LIST OF TASKS:
1 - Answer these from the Chicken Alfredo recipe:
(a) How long should each microwave burst last when reheating?
(b) How much reserved pasta water does the ingredient list call for?
(c) What internal temperature should the chicken reach?
2 - Duplicate the Chicken Alfredo recipe text from "- 1/2 cup reserved" to "fragrant, not browned.".
***** QUOTED PASSAGE
Reheating Without Losing Flavor
- Skillet: Warm over low heat with a splash of milk, cream, or water, stirring gently until creamy again.
- Microwave: Heat in short bursts (30–45 seconds), stirring between each. Do not overheat.
- Taste and adjust salt, pepper, and Parmesan before serving.
A Dish Worth Making Again and Again
This is a reliable, hearty meal that feels special and still fits a busy schedule. Simple steps, big comfort.
PrintChicken Alfredo
Creamy, cozy, and easy Chicken Alfredo with tender chicken and a smooth Parmesan sauce over pasta.
- Prep Time: 10 minutes
- Cook Time: 20 minutes
- Total Time: 30 minutes
- Yield: 4 servings 1x
- Category: Main Course
- Method: Baking
- Cuisine: Italian
- Diet: None
Ingredients
- 12 oz fettuccine (or linguine)
- 1 lb boneless, skinless chicken breasts, thinly sliced
- 2 tbsp olive oil
- 2 tbsp unsalted butter
- 3 garlic cloves, minced
- 1 1/2 cups heavy cream
- 1 cup freshly grated Parmesan cheese (plus extra for serving)
- 1/2 cup reserved pasta water (as needed)
- 1/2 to 3/4 tsp kosher salt, to taste
- 1/2 tsp freshly ground black pepper
- Pinch of nutmeg (optional)
- 1–2 tbsp fresh parsley, chopped (for garnish)
- Optional brightness: 1 tsp lemon zest or 1–2 tsp lemon juice
Instructions
- Bring a large pot of well-salted water to a boil. Cook fettuccine until just al dente. Reserve 1/2 cup pasta water, then drain.
- While pasta cooks, pat chicken dry. Season with salt and pepper. Heat 1 tbsp olive oil in a large skillet over medium-high. Sear half the chicken 3–4 minutes per side until cooked through. Repeat with remaining oil and chicken. Set aside.
- Reduce heat to medium. Add butter to the same skillet. When melted, add garlic and cook 30–45 seconds until fragrant, not browned.
- Pour in heavy cream. Stir and bring to a gentle simmer. Scrape up any browned bits from the pan for extra flavor.
- Lower heat to medium-low. Whisk in Parmesan a handful at a time until smooth. If the sauce is very thick, add a splash of reserved pasta water to loosen.
- Simmer the sauce gently for 3–4 minutes on medium-low heat (do not boil). Chicken should be 165°F internal. Sauce should be silky and coat the back of a spoon.
- Add drained pasta and sliced chicken to the sauce. Toss to coat, adding more pasta water if needed. Adjust salt and pepper, add nutmeg and lemon if using, garnish with parsley, and serve hot.
Notes
Grate Parmesan fresh for the best texture. Do not boil the sauce and use reserved pasta water to adjust thickness.
**********
***** ENTRIES PROVIDED
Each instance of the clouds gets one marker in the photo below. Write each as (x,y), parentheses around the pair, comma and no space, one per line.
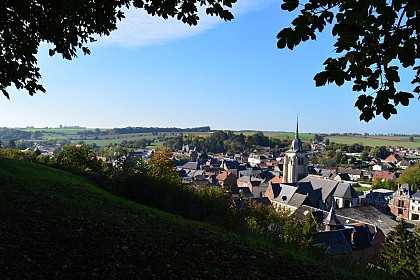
(139,28)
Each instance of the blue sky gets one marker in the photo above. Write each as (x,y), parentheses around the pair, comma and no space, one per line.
(228,75)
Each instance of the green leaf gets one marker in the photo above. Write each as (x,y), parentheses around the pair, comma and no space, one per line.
(289,5)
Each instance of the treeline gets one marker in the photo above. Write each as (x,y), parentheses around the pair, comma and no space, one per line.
(229,142)
(7,134)
(129,130)
(158,185)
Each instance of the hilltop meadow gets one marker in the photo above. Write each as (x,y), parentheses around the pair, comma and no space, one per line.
(104,137)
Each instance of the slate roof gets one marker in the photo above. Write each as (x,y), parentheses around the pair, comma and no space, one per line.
(297,200)
(191,165)
(384,175)
(306,188)
(350,171)
(368,215)
(345,190)
(262,200)
(245,191)
(331,219)
(256,182)
(286,193)
(244,179)
(342,176)
(416,195)
(361,235)
(327,186)
(231,164)
(334,240)
(266,175)
(276,189)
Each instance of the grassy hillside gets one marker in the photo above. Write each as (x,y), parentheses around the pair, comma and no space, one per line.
(56,225)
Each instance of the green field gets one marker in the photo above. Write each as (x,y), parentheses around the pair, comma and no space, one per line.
(375,141)
(55,225)
(281,135)
(67,133)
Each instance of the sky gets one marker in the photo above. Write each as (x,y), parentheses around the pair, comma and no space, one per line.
(227,75)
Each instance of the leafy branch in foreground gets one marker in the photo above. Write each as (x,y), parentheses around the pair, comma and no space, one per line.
(375,39)
(69,25)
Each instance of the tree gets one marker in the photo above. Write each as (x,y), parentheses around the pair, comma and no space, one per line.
(79,158)
(161,166)
(67,26)
(12,144)
(309,230)
(400,254)
(411,176)
(374,39)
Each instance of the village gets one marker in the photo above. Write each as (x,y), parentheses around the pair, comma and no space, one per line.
(351,222)
(354,217)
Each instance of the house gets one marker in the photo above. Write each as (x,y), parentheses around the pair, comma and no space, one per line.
(292,196)
(255,159)
(191,166)
(341,177)
(281,202)
(399,204)
(358,239)
(414,213)
(226,179)
(273,190)
(230,166)
(257,186)
(240,192)
(403,164)
(354,174)
(394,158)
(326,187)
(345,196)
(378,198)
(244,169)
(379,167)
(385,175)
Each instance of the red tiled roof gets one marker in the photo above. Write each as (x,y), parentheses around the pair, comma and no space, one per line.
(384,175)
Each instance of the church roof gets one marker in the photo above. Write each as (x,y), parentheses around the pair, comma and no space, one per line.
(331,219)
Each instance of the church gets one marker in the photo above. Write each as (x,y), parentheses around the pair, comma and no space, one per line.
(295,165)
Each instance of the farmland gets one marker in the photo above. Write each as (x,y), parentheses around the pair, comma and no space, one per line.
(104,137)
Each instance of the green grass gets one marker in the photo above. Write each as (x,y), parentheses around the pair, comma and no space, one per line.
(57,225)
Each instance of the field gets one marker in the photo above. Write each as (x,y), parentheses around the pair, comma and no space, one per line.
(281,135)
(55,225)
(74,135)
(387,141)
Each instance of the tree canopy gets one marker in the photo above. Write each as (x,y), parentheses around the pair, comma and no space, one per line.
(375,39)
(67,26)
(411,176)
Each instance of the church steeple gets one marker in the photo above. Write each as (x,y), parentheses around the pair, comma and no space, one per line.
(296,143)
(295,165)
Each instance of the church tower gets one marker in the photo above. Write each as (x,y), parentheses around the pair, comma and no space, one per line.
(295,165)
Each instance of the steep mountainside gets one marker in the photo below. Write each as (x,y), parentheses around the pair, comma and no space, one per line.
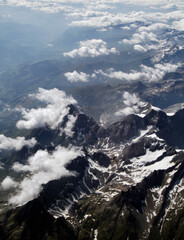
(127,184)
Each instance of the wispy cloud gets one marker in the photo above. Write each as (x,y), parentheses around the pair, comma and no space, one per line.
(77,77)
(42,168)
(91,48)
(7,143)
(132,105)
(148,74)
(52,115)
(8,183)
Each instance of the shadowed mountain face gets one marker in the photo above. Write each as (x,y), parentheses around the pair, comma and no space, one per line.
(127,184)
(91,120)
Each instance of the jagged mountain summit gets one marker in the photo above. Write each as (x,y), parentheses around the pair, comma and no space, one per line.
(123,182)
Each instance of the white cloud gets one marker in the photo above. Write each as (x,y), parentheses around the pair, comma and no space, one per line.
(132,105)
(148,74)
(139,48)
(154,27)
(91,48)
(51,115)
(17,143)
(8,183)
(77,77)
(179,25)
(43,167)
(141,37)
(69,125)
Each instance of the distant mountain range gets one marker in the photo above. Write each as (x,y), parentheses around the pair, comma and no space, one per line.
(128,183)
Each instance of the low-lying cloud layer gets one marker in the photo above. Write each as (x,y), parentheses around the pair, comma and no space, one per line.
(77,77)
(91,48)
(7,143)
(42,168)
(132,105)
(52,115)
(8,183)
(147,74)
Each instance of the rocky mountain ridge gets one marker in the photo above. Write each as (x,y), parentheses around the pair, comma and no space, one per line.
(128,183)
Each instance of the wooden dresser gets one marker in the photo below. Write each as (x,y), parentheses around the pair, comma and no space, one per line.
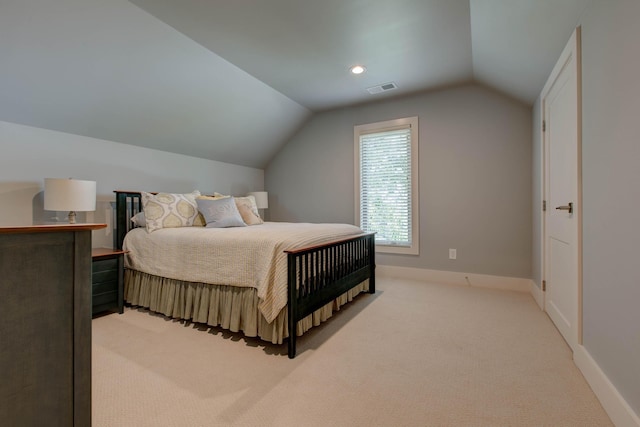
**********
EXERCISE RESPONSES:
1 -
(a) 30–45 seconds
(b) 1/2 cup, as needed
(c) 165°F

2 -
- 1/2 cup reserved pasta water (as needed)
- 1/2 to 3/4 tsp kosher salt, to taste
- 1/2 tsp freshly ground black pepper
- Pinch of nutmeg (optional)
- 1–2 tbsp fresh parsley, chopped (for garnish)
- Optional brightness: 1 tsp lemon zest or 1–2 tsp lemon juice
Instructions
- Bring a large pot of well-salted water to a boil. Cook fettuccine until just al dente. Reserve 1/2 cup pasta water, then drain.
- While pasta cooks, pat chicken dry. Season with salt and pepper. Heat 1 tbsp olive oil in a large skillet over medium-high. Sear half the chicken 3–4 minutes per side until cooked through. Repeat with remaining oil and chicken. Set aside.
- Reduce heat to medium. Add butter to the same skillet. When melted, add garlic and cook 30–45 seconds until fragrant, not browned.